Leave the pictures out and transcribe every record exactly.

Natural-language object grounding data
<<<<

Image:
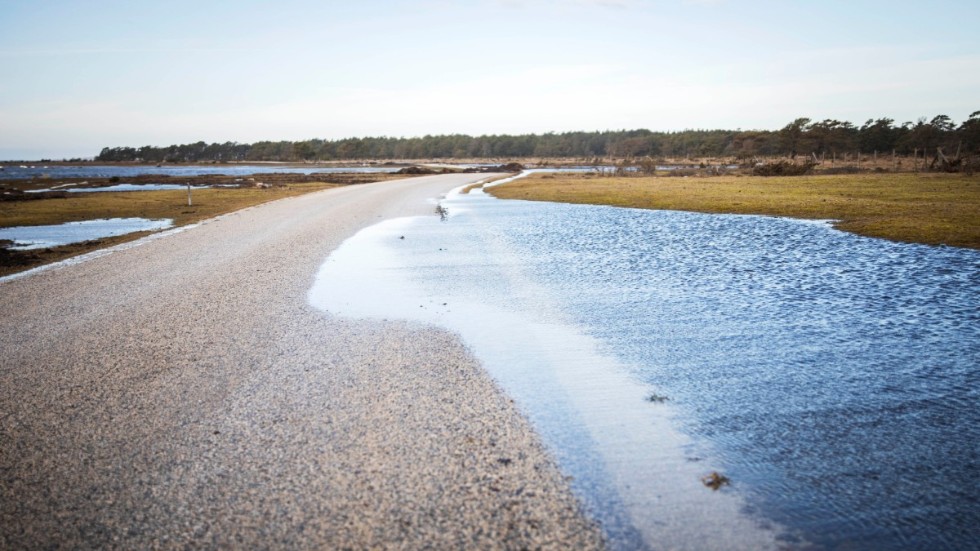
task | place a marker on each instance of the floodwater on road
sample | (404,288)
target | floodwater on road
(833,379)
(16,172)
(40,237)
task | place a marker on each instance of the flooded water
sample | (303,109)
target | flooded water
(833,379)
(16,172)
(116,188)
(40,237)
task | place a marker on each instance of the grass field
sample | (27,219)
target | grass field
(921,208)
(207,203)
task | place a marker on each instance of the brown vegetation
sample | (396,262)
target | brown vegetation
(922,208)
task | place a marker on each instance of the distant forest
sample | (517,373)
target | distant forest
(800,137)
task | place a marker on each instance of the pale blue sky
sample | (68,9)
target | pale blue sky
(76,76)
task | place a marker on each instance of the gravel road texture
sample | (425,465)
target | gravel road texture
(183,393)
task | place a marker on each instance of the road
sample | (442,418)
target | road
(183,393)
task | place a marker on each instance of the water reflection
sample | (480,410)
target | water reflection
(833,378)
(40,237)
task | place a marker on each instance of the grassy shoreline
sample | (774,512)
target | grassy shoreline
(934,209)
(207,203)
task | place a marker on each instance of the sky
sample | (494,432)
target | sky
(77,76)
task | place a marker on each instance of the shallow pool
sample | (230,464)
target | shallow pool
(40,237)
(833,378)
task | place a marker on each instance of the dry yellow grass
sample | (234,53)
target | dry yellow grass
(207,203)
(922,208)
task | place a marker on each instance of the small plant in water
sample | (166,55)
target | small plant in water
(715,480)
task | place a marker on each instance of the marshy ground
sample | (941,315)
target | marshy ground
(930,208)
(19,207)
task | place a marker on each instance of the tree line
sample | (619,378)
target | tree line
(803,136)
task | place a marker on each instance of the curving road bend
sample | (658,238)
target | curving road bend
(182,393)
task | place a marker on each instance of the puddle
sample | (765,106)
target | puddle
(635,473)
(40,237)
(830,380)
(117,187)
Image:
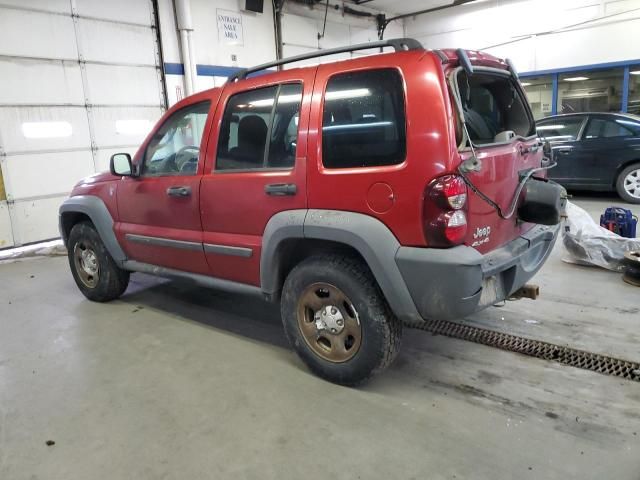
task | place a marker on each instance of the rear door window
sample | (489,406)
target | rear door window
(260,129)
(493,107)
(560,129)
(363,121)
(599,128)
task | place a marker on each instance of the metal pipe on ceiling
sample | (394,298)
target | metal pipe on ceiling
(185,26)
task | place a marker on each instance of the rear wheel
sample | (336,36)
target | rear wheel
(337,320)
(94,271)
(628,183)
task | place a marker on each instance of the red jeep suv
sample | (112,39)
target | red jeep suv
(359,194)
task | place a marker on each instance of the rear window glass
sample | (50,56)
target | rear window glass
(364,120)
(493,107)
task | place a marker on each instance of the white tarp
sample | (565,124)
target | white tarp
(587,243)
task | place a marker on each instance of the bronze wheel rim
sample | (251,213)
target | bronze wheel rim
(329,322)
(87,266)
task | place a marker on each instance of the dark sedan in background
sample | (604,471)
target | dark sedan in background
(595,151)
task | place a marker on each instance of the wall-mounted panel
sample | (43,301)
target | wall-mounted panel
(116,126)
(36,175)
(127,43)
(22,82)
(28,129)
(55,37)
(138,11)
(119,85)
(54,74)
(36,220)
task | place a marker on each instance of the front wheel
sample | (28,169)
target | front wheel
(628,183)
(96,274)
(337,320)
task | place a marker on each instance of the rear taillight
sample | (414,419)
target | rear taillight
(444,211)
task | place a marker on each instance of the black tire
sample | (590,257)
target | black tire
(109,281)
(620,184)
(380,330)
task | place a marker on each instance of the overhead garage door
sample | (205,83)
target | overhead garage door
(80,81)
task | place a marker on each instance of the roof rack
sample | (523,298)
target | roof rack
(399,44)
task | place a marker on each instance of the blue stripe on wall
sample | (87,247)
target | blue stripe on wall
(174,69)
(595,66)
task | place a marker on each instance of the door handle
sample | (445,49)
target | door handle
(179,191)
(280,189)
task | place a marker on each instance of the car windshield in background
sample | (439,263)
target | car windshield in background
(561,129)
(493,107)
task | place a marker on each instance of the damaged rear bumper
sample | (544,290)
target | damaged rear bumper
(452,283)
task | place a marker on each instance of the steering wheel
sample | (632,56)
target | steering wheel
(182,158)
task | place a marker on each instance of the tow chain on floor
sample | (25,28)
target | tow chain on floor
(534,348)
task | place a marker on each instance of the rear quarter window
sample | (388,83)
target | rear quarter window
(493,107)
(363,121)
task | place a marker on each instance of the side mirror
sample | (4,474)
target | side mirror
(120,165)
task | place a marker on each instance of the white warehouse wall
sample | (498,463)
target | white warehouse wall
(300,27)
(537,34)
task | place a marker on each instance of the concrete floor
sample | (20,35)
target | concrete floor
(178,382)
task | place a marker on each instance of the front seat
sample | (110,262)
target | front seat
(252,136)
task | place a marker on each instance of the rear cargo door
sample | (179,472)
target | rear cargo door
(502,135)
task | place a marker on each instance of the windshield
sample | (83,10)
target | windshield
(495,110)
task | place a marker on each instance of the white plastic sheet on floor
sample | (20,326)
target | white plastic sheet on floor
(587,243)
(43,249)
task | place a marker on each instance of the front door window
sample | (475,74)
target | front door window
(175,148)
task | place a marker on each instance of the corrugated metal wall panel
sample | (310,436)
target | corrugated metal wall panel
(81,72)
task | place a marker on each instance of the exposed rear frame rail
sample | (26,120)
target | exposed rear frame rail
(398,44)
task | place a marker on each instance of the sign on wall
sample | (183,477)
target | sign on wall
(229,27)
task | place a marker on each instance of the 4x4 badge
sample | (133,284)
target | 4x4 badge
(481,235)
(482,232)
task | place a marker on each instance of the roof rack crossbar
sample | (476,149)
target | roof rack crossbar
(399,44)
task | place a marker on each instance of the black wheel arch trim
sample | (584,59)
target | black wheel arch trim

>>>>

Exercise result ::
Image:
task | place a marker on each instance of the floodwater on road
sample | (404,288)
target | floodwater on road
(833,379)
(16,172)
(40,237)
task | place a marker on each instance of the flooded water
sample | (303,109)
target | flooded water
(833,379)
(16,172)
(116,188)
(40,237)
task | place a marker on each instance of the grass field
sample | (27,219)
target | grass field
(921,208)
(207,203)
task | place a marker on each instance of the brown vegetation
sample | (396,262)
target | brown vegetation
(922,208)
task | place a marker on each instance of the distant forest
sample | (517,373)
target | distant forest
(800,137)
task | place a marker on each instance of the pale blue sky
sample | (68,9)
target | pale blue sky
(76,76)
task | place a marker on each instance of the gravel road texture
sample | (425,465)
target | gravel road texture
(183,393)
task | place a marker on each instance of the road
sample | (442,418)
target | road
(183,393)
task | place a marker on each instance of the water reflection
sample | (480,410)
target | water reflection
(833,378)
(40,237)
task | place a marker on each instance of the grassy shoreline
sample | (774,512)
target | grassy shoreline
(934,209)
(207,203)
task | place a marker on each instance of the sky
sample | (494,432)
target | sky
(77,76)
task | place a marker on each instance of the shallow pool
sample | (230,464)
target | shallow pool
(40,237)
(833,378)
task | place a marker on each instance of the dry yellow grass
sample | (234,53)
target | dry yellow grass
(207,203)
(922,208)
task | place a marker on each instance of the small plant in water
sample | (166,55)
target | small plant in water
(715,480)
task | place a marker on each instance of the marshy ground
sample | (941,315)
target | marshy ground
(930,208)
(19,207)
task | place a marker on each instance of the tree line
sample | (619,378)
target | tree line
(803,136)
task | place a marker on each instance of the curving road bend
sample | (658,238)
target | curving road bend
(182,393)
task | place a marker on each instance of the puddle
sample | (765,106)
target | puddle
(635,473)
(40,237)
(830,380)
(117,187)
Image:
task | place a marker on each instance of the rear door window
sample | (489,406)
target | rear door window
(260,129)
(493,107)
(560,129)
(363,121)
(599,128)
task | place a marker on each instance of the metal pipe on ceiling
sample | (394,298)
target | metal pipe on ceiling
(185,26)
task | place a marker on each instance of the rear wheel
sample | (336,36)
target | rear wheel
(337,320)
(94,271)
(628,183)
task | place a marker on each instance of the red jeep suv
sample | (112,39)
target | red jeep suv
(359,194)
task | place a marker on each instance of the rear window glass
sample | (50,56)
target | rear window glass
(364,120)
(493,107)
task | place a marker on each instance of the white tarp
sample | (565,124)
target | white tarp
(587,243)
task | place a marker on each instance of the bronze wheel rim
sample | (251,213)
target | bronze wheel rim
(329,322)
(87,266)
task | place a marker on each instance of the dark sedan in background
sample | (604,471)
target | dark sedan in background
(595,151)
task | place a marker on each instance of the wall-mounted panel
sample | (43,301)
target | wall-mounted panel
(116,126)
(36,175)
(127,43)
(22,82)
(28,129)
(55,37)
(138,11)
(119,85)
(54,74)
(36,220)
task | place a marker on each instance of the front wheel
sample | (28,169)
target | front wheel
(628,183)
(96,274)
(337,320)
task | place a marker on each instance of the rear taillight
sample | (414,419)
target | rear taillight
(444,211)
task | place a marker on each instance of the black tire
sample | (590,257)
target | black tire
(109,281)
(620,184)
(380,330)
task | place a marker on each instance of the overhead garage door
sample | (205,83)
target | overhead garage door
(80,81)
task | place a marker on each instance of the roof rack
sample | (523,298)
target | roof rack
(399,44)
task | place a marker on each instance of the blue stripe on wall
sample | (87,247)
target | blue stripe on wall
(174,69)
(595,66)
task | place a marker on each instance of the door handle
sample | (445,49)
target | door handle
(179,191)
(280,189)
task | place a marker on each instance of the car windshield in background
sample | (439,263)
target | car windshield in background
(561,129)
(493,107)
task | place a marker on each instance of the damaged rear bumper
sample | (544,290)
target | damaged rear bumper
(452,283)
task | place a marker on each instance of the steering wheel
sample | (632,56)
target | steering wheel
(182,158)
task | place a marker on each instance of the tow chain on floor
sample | (25,28)
target | tow chain on floor
(534,348)
task | place a marker on each instance of the rear quarter window
sample | (388,83)
target | rear quarter window
(493,107)
(363,121)
task | place a marker on each instance of the side mirror
sample | (4,474)
target | side mirror
(120,165)
task | place a marker on each instance of the white warehouse wall
sample | (498,463)
target | white warehouse wall
(300,27)
(537,34)
task | place a marker on each instance of the concrete floor
sample | (20,35)
target | concrete floor
(178,382)
task | place a marker on each instance of the front seat
sample | (110,262)
target | front seat
(252,136)
task | place a marker on each instance of the rear cargo door
sample | (179,472)
target | rear cargo door
(502,135)
task | place a marker on each instance of the windshield
sample | (83,10)
target | windshield
(495,110)
task | place a marker on each instance of the white plastic sheet on floor
sample | (20,326)
target | white plastic sheet on floor
(587,243)
(43,249)
task | place a marker on each instance of the front door window
sample | (475,74)
target | front door window
(175,148)
task | place a marker on each instance of the corrugated metal wall panel
sample | (310,436)
target | corrugated metal wall panel
(81,72)
task | place a marker on each instance of the exposed rear frame rail
sample | (26,120)
target | exposed rear frame rail
(398,44)
task | place a marker on each instance of the sign on wall
sample | (183,477)
target | sign on wall
(229,27)
task | place a marker on each instance of the 4x4 badge
sample | (133,284)
target | 4x4 badge
(481,235)
(482,232)
task | place a marker on each instance of the roof rack crossbar
sample | (476,149)
target | roof rack crossbar
(399,44)
task | place a marker on each instance of the black wheel arch trim
sample | (584,59)
target | black wheel arch trim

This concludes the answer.